§ **Eure Aufgaben**
a) Schreib aus dem Text über die Pateneltern wortgetreu den Abschnitt ab, der bei „Die junge Frau“ anfängt und bei „viel Respekt habe.“ aufhört.
b) Fass den Text über die Pateneltern in zwei Sätzen zusammen.
c) Schreib den Text über Hager, Sayed und ihre Pateneltern nach seinem letzten Satz weiter.

§ **Angezeigter Text**

※

Fußläufig zur «Gabel» hat Hager eine kleine Ein-Zimmer-Wohnung. Dass es diesen Rückzugsort für sie gibt, verdankt sie ebenfalls ihren Pateneltern. «Auf dem freien Wohnungsmarkt etwas für sie zu finden, war chancenlos. Deswegen haben wir die Wohnung gekauft», sagt Annegret Gable knapp. Gemeinsam haben die Drei schon viele Reisen unternommen, waren in Leipzig und in Hamburg, um das Musical «König der Löwen» anzusehen – ein Highlight für Hager.

Die junge Frau ist spürbar selbstbewusster geworden seit unseren letzten Treffen, sie hat ihren eigenen Kopf und scheut sich nicht, liebevoll kabbelnd mit ihren Pateneltern, ihre Sicht der Dinge darzustellen – inzwischen in recht flüssigem Deutsch. Lauthals protestiert sie, als Annegret Gable das nächste gemeinsame Ziel benennt: Richtig Fahrradfahren lernen. Lachend wirft Hager ein, dass sie vor diesem zweirädrigen Gefährt, das sie aus Eritrea nicht kennt, viel zu viel Respekt habe.

Beziehung zur ganzen Familie

So häufig wie Hager und ihre Pateneltern sehen sich Sayed und die Lürwers zwar nicht mehr. Aber sie kommunizieren regelmäßig via WhatsApp – kürzlich, erzählt Martina Lürwer, hat Sayed seinen just erworbenen Führerschein gepostet. Er musste, wie Hager, mit 18 Jahren die Wohngruppe des Antoniusheims verlassen, aber in seinem Leben gab es dann eine beglückende Wendung: Nach seinen drei großen Geschwistern, die schon länger in Deutschland leben, gelangten 2018 auch seine Eltern und seine jüngere Schwester nach Wiesbaden. Zuletzt hatten sie in einem der großen griechischen Flüchtlingscamps ausharren müssen. Dass die Familienzusammenführung geklappt hat, dazu haben Martin und Martina Lürwers durch beharrliches Nachhaken bei den Asylbehörden ihren Teil beigetragen.

※

§ **Auszug aus Quelle**
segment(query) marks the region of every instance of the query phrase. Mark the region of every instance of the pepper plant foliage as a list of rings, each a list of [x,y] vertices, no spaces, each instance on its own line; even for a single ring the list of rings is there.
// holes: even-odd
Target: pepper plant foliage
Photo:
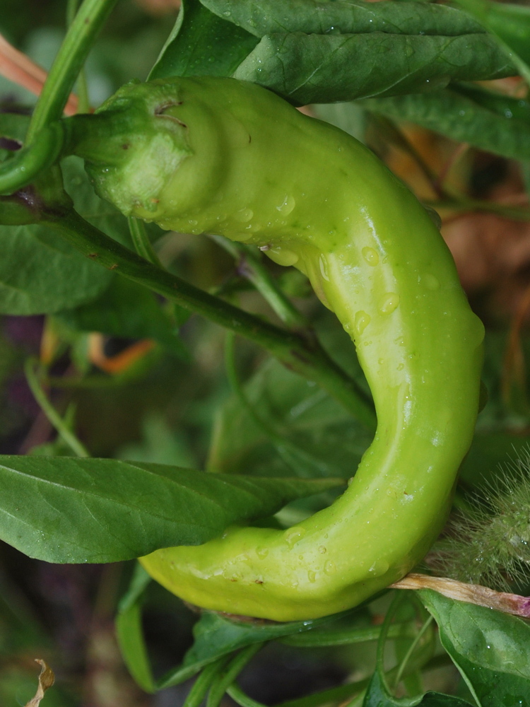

※

§ **Die Lösungen**
a)
Die junge Frau ist spürbar selbstbewusster geworden seit unseren letzten Treffen, sie hat ihren eigenen Kopf und scheut sich nicht, liebevoll kabbelnd mit ihren Pateneltern, ihre Sicht der Dinge darzustellen – inzwischen in recht flüssigem Deutsch. Lauthals protestiert sie, als Annegret Gable das nächste gemeinsame Ziel benennt: Richtig Fahrradfahren lernen. Lachend wirft Hager ein, dass sie vor diesem zweirädrigen Gefährt, das sie aus Eritrea nicht kennt, viel zu viel Respekt habe.

b) Hager wohnt in einer kleinen Ein-Zimmer-Wohnung, die ihre Pateneltern für sie gekauft haben, und ist selbstbewusster geworden und spricht inzwischen recht flüssig Deutsch. Sayed hält mit den Lürwers über WhatsApp Kontakt, und 2018 kamen auch seine Eltern und seine jüngere Schwester nach Wiesbaden, wozu die Lürwers durch beharrliches Nachhaken bei den Asylbehörden beigetragen haben.

c)
So fügte es sich fast von selbst, dass sie ihre Patenschaft auf Sayeds Familie ausweiteten. Als Sayed mit Eltern und Schwester in eine Gemeinschaftsunterkunft für Flüchtlinge zog, halfen die Lürwers dabei, den beengten Raum mit dem Notwendigsten auszurüsten, und sie gaben den neu Zugereisten Deutschunterricht. Seit Mai 2018 leben Sayed und seine Familie nun zu ihrem großen Glück in einer eigenen Wohnung.

«Wenn man ein Ziel hat, dann erreicht man es»

«Je mehr sie sich als Familie hier angekommen sind, desto mehr haben sie für sich Wege gefunden», sagt Martin Lürwer. Gefragt seien er und seine Frau heute nur noch punktuell – etwa bei behördlichen Anträgen oder kürzlich, als es um Sayeds kleine Schwester ging: Sie war in ihrer Intensivklasse an einer Wiesbadener Gesamtschule sichtlich unterfordert. Martin Lürwer, selbst Realschullehrer, sorgte dafür, dass sie auf ein Gymnasium wechseln konnte, was ihren Ambitionen und ihrem Talent besser entspricht.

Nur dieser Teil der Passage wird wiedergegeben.